◆ **INPUT DATA**:
* * *

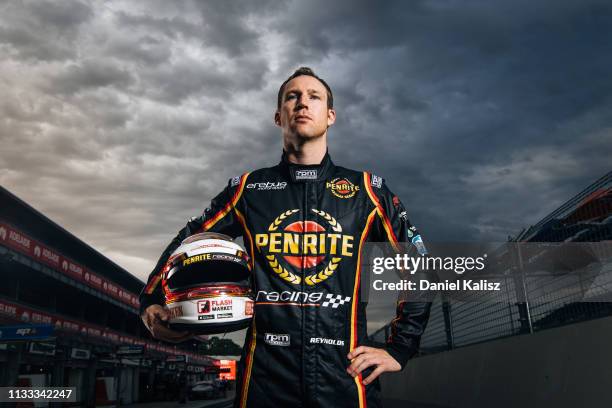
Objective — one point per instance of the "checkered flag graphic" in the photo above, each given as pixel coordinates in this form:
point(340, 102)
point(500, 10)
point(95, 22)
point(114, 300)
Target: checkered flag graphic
point(335, 300)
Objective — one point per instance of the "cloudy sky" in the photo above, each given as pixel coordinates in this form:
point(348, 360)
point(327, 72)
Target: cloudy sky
point(121, 119)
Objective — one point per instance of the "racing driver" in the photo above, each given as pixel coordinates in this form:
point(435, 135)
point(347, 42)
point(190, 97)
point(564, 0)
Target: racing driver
point(304, 223)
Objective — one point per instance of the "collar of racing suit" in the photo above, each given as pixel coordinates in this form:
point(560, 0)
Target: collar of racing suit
point(301, 173)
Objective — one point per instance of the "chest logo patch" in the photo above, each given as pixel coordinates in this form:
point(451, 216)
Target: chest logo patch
point(294, 243)
point(342, 188)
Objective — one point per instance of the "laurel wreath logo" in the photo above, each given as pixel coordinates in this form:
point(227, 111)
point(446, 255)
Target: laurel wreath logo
point(315, 278)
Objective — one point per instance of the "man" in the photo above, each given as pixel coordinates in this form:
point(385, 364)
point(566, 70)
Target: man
point(304, 223)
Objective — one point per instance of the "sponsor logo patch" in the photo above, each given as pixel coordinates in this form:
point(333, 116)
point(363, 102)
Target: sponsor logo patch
point(331, 342)
point(376, 181)
point(396, 202)
point(342, 188)
point(203, 306)
point(176, 312)
point(268, 185)
point(282, 340)
point(306, 175)
point(248, 308)
point(302, 298)
point(293, 243)
point(419, 244)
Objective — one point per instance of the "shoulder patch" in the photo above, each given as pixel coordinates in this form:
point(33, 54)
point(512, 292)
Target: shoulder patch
point(376, 181)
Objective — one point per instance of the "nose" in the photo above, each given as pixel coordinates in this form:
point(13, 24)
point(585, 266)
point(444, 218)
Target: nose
point(302, 102)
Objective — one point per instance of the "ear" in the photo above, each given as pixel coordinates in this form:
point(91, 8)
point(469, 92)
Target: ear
point(331, 117)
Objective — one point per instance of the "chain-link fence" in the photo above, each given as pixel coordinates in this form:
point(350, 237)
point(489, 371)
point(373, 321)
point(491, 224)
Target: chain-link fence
point(543, 285)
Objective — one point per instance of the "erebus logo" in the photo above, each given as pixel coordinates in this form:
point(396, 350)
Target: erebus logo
point(283, 340)
point(268, 185)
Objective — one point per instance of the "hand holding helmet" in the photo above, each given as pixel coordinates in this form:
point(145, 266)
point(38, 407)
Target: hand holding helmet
point(155, 318)
point(206, 286)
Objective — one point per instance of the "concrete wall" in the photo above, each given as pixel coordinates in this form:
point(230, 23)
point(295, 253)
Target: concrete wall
point(565, 367)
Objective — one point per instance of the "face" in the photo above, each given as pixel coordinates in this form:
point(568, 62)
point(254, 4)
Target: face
point(303, 112)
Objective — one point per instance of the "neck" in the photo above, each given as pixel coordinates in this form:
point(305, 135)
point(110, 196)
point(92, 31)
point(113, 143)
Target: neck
point(306, 152)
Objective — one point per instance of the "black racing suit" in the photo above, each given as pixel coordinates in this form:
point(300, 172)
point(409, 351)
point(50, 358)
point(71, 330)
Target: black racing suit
point(304, 227)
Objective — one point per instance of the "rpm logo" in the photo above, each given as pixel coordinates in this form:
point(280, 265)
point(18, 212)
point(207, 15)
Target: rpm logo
point(291, 243)
point(342, 188)
point(283, 340)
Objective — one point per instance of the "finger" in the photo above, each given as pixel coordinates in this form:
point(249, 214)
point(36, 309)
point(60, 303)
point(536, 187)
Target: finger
point(359, 350)
point(361, 363)
point(367, 362)
point(378, 371)
point(164, 333)
point(351, 368)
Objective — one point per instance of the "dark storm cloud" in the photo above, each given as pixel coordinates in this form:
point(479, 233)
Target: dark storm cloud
point(129, 117)
point(41, 30)
point(87, 75)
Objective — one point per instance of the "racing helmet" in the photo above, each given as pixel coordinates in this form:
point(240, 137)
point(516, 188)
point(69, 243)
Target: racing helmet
point(206, 285)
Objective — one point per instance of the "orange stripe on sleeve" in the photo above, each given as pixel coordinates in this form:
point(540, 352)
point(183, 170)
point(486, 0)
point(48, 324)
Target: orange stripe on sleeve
point(228, 207)
point(381, 212)
point(248, 366)
point(353, 341)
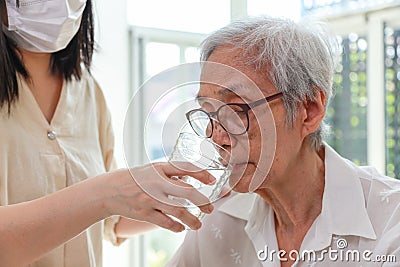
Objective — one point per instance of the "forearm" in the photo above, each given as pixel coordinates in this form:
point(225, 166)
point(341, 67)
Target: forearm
point(28, 230)
point(126, 227)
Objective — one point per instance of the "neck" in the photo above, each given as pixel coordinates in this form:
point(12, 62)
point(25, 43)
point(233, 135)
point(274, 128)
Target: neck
point(37, 64)
point(296, 196)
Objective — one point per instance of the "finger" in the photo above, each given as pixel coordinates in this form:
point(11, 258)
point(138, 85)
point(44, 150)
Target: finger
point(164, 221)
point(186, 168)
point(226, 191)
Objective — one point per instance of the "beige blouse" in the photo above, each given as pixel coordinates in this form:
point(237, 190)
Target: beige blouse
point(38, 158)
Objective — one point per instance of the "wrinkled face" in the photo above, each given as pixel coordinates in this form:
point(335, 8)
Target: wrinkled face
point(263, 152)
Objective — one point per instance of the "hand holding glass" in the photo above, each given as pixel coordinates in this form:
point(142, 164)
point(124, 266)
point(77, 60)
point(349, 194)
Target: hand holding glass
point(203, 154)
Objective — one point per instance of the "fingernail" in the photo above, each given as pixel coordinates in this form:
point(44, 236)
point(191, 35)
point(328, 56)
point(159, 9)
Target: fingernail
point(210, 208)
point(197, 226)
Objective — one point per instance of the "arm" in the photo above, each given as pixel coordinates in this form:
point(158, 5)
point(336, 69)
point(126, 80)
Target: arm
point(30, 229)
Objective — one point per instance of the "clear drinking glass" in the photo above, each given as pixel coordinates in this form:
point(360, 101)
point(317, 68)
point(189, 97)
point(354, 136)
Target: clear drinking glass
point(203, 154)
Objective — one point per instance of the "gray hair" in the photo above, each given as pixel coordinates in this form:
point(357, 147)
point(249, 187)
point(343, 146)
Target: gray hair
point(299, 58)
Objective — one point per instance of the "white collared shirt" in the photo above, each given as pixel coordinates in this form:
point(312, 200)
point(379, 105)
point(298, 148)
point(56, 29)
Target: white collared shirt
point(359, 225)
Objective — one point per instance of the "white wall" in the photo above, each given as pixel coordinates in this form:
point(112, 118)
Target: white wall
point(111, 62)
point(110, 68)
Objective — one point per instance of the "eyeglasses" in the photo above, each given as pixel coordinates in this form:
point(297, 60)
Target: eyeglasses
point(233, 117)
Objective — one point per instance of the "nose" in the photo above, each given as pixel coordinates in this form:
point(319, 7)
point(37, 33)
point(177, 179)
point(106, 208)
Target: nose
point(220, 136)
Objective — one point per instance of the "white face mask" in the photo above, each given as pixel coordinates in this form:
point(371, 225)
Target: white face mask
point(43, 25)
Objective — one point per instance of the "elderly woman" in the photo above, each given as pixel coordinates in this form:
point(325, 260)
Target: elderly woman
point(299, 203)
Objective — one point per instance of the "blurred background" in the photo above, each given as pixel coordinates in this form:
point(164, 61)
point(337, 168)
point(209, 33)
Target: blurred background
point(140, 38)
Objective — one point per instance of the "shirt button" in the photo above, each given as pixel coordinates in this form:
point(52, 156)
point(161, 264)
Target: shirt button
point(51, 135)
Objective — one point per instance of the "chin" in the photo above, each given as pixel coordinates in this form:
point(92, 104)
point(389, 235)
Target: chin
point(241, 185)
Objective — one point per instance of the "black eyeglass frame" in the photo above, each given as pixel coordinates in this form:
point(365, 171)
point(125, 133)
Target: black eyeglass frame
point(244, 106)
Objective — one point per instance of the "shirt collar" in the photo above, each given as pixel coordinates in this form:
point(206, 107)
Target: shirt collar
point(343, 205)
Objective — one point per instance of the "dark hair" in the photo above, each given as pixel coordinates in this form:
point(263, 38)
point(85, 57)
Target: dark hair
point(67, 62)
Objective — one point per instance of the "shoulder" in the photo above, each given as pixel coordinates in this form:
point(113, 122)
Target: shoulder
point(382, 200)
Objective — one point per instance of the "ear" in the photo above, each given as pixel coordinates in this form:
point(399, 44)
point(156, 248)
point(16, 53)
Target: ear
point(313, 114)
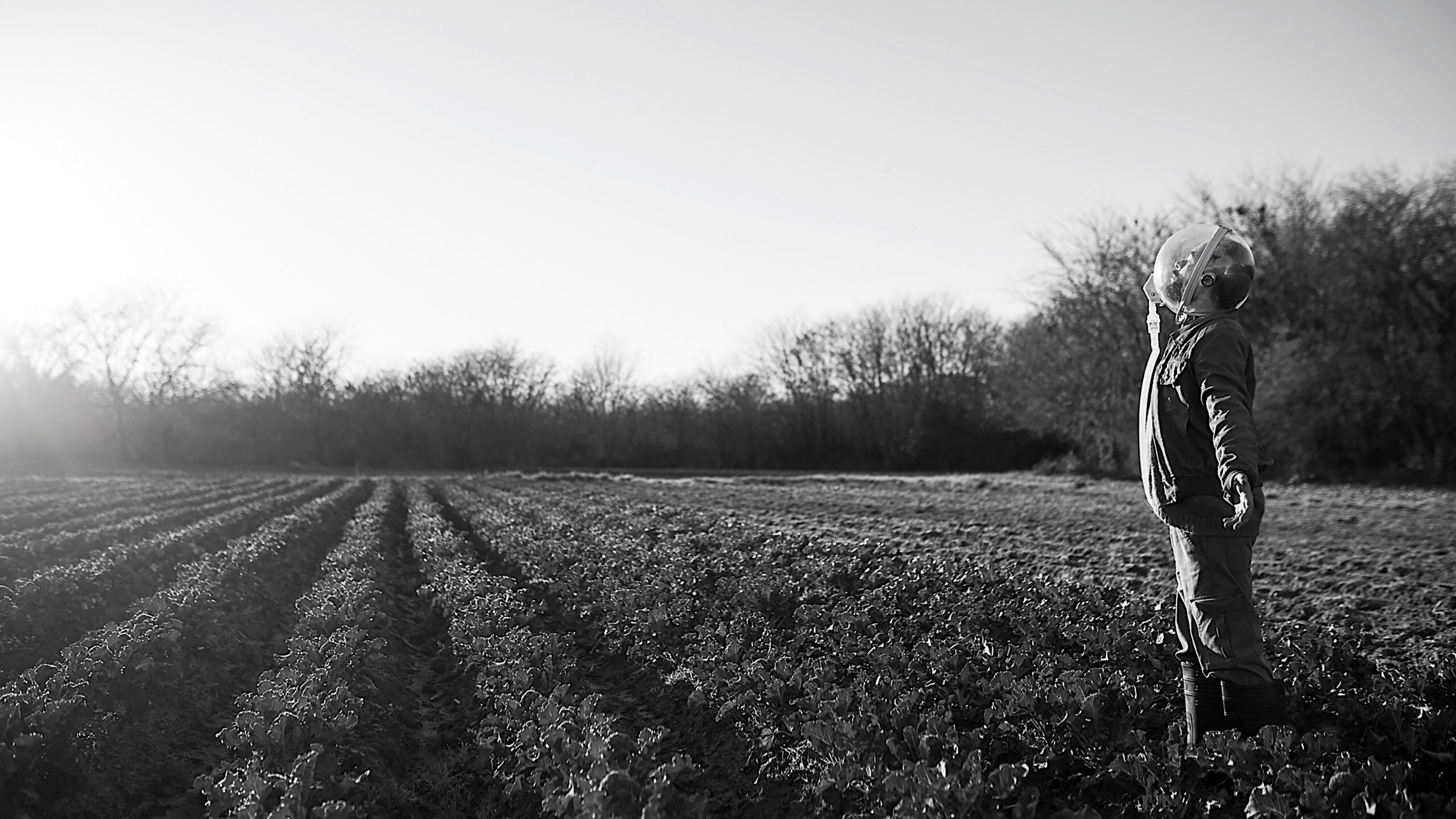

* * *

◆ **EXERCISE OBJECTIVE**: Return every line of the entries above that contains the string "wall", treating uppercase and lowercase letters as distinct.

◆ **COMPLETED TASK**:
Objective — one point per instance of the "concrete wall" in the photo above, each given as pixel coordinates in this form:
Target: concrete wall
Objective — one point per instance of the "white wall" in the photo above, each given as pixel coordinates in this form:
Target: white wall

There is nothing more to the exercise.